• Document section:
## START
Nengchao Lyu, Yugang Wang, Chaozhong Wu, Lingfeng Peng and Alieu Freddie Thomas

An individual’s driving style significantly affects overall traffic safety. However, driving style is difficult to identify due to temporal and spatial differences and scene…

1896

Abstract

Purpose

An individual’s driving style significantly affects overall traffic safety. However, driving style is difficult to identify due to temporal and spatial differences and scene heterogeneity of driving behavior data. As such, the study of real-time driving-style identification methods is of great significance for formulating personalized driving strategies, improving traffic safety and reducing fuel consumption. This study aims to establish a driving style recognition framework based on longitudinal driving operation conditions (DOCs) using a machine learning model and natural driving data collected by a vehicle equipped with an advanced driving assistance system (ADAS).

Design/methodology/approach

Specifically, a driving style recognition framework based on longitudinal DOCs was established. To train the model, a real-world driving experiment was conducted. First, the driving styles of 44 drivers were preliminarily identified through natural driving data and video data; drivers were categorized through a subjective evaluation as conservative, moderate or aggressive. Then, based on the ADAS driving data, a criterion for extracting longitudinal DOCs was developed. Third, taking the ADAS data from 47 Kms of the two test expressways as the research object, six DOCs were calibrated and the characteristic data sets of the different DOCs were extracted and constructed. Finally, four machine learning classification (MLC) models were used to classify and predict driving style based on the natural driving data.
## END
• Brief 1: Please list the driving-style categories that drivers were sorted into in the driving-style abstract.
• Brief 2:
Answer these from the driving-style abstract:
(a) How many drivers had their driving styles preliminarily identified?
(b) How many DOCs were calibrated?
(c) How many machine learning classification models were used?
• Brief 3: Write the next part of the driving-style abstract, picking up after its final sentence.
The data has no connection to the driving-style abstract.

• Data shown:
## START
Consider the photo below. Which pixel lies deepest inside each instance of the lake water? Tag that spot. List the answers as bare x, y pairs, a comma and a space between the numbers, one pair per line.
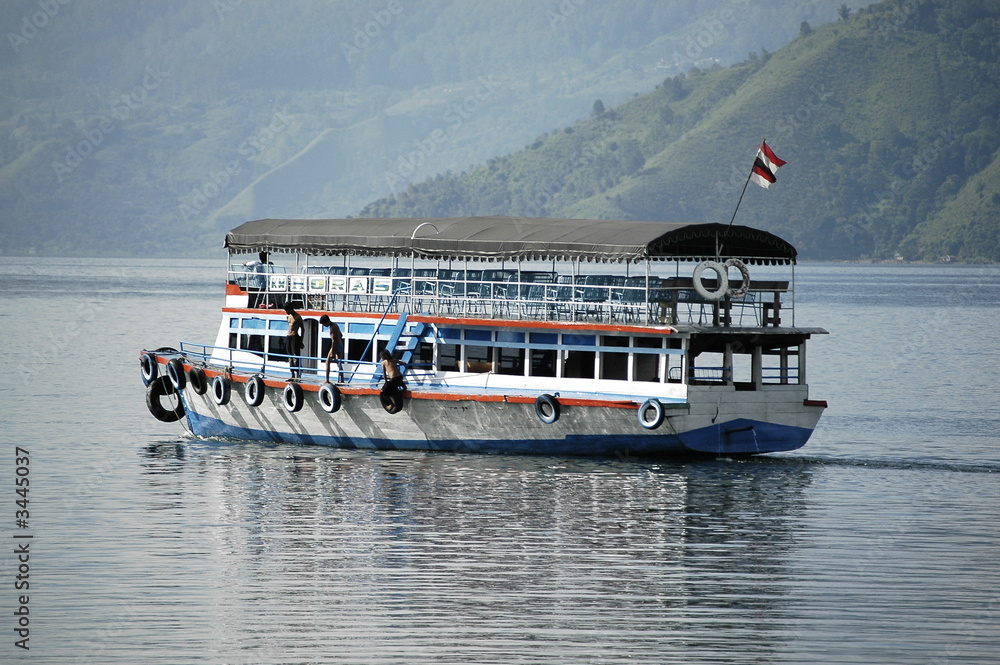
878, 542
## END
• Reply 1: Conservative, moderate, aggressive

• Reply 2:
(a) 44
(b) Six
(c) Four

• Reply 3:
Findings

The results showed that six longitudinal DOCs were calibrated according to the proposed calibration criterion. Cautious drivers undertook the largest proportion of the free cruise condition (FCC), while aggressive drivers primarily undertook the FCC, following steady condition and relative approximation condition. Compared with cautious and moderate drivers, aggressive drivers adopted a smaller time headway (THW) and distance headway (DHW). THW, time-to-collision (TTC) and DHW showed highly significant differences in driving style identification, while longitudinal acceleration (LA) showed no significant difference in driving style identification. Speed and TTC showed no significant difference between moderate and aggressive drivers. In consideration of the cross-validation results and model prediction results, the overall hierarchical prediction performance ranking of the four studied machine learning models under the current sample data set was extreme gradient boosting > multi-layer perceptron > logistic regression > support vector machine.

Originality/value

The contribution of this research is to propose a criterion and solution for using longitudinal driving behavior data to label longitudinal DOCs and rapidly identify driving styles based on those DOCs and MLC models. This study provides a reference for real-time online driving style identification in vehicles equipped with onboard data acquisition equipment, such as ADAS.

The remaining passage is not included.